Problem requirements → Reproduce word for word the stretch from "Wednesday, September 6, 2006" through "and its allies." in the news excerpt on the secret CIA prisons.

Passage given →
Send your images to francoisfly@yahoo.com
Deadline September 28th

Wednesday, September 6, 2006

When Do We Start The Impeachment?

Read the story from it's source here.

By DEB RIECHMANN, Associated Press Writer

WASHINGTON -
President Bush on Wednesday acknowledged for the first time that the
CIA runs secret prisons overseas and said tough interrogation forced terrorist leaders to reveal plots to attack the United States and its allies.

Bush said 14 suspects — including the mastermind of the Sept. 11 attacks and architects of the 2000 bombing of the USS Cole and the U.S. Embassy bombings in Kenya and Tanzania — had been turned over to the Defense Department and moved to the U.S. detention center at Guantanamo Bay, Cuba, for trial.

"This program has been, and remains, one of the most vital tools in our war against the terrorists," Bush said.

"Were it not for this program, our intelligence community believes that al-Qaida and its allies would have succeeded in launching another attack against the American homeland."

Information provided →
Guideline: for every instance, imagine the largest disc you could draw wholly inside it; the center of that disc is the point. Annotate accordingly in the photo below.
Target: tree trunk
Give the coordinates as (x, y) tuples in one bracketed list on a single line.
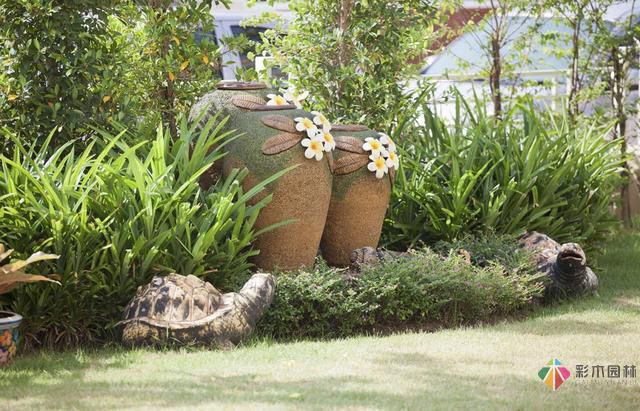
[(572, 103), (618, 83), (495, 74)]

Exercise response →
Wednesday, September 6, 2006

When Do We Start The Impeachment?

Read the story from it's source here.

By DEB RIECHMANN, Associated Press Writer

WASHINGTON -
President Bush on Wednesday acknowledged for the first time that the
CIA runs secret prisons overseas and said tough interrogation forced terrorist leaders to reveal plots to attack the United States and its allies.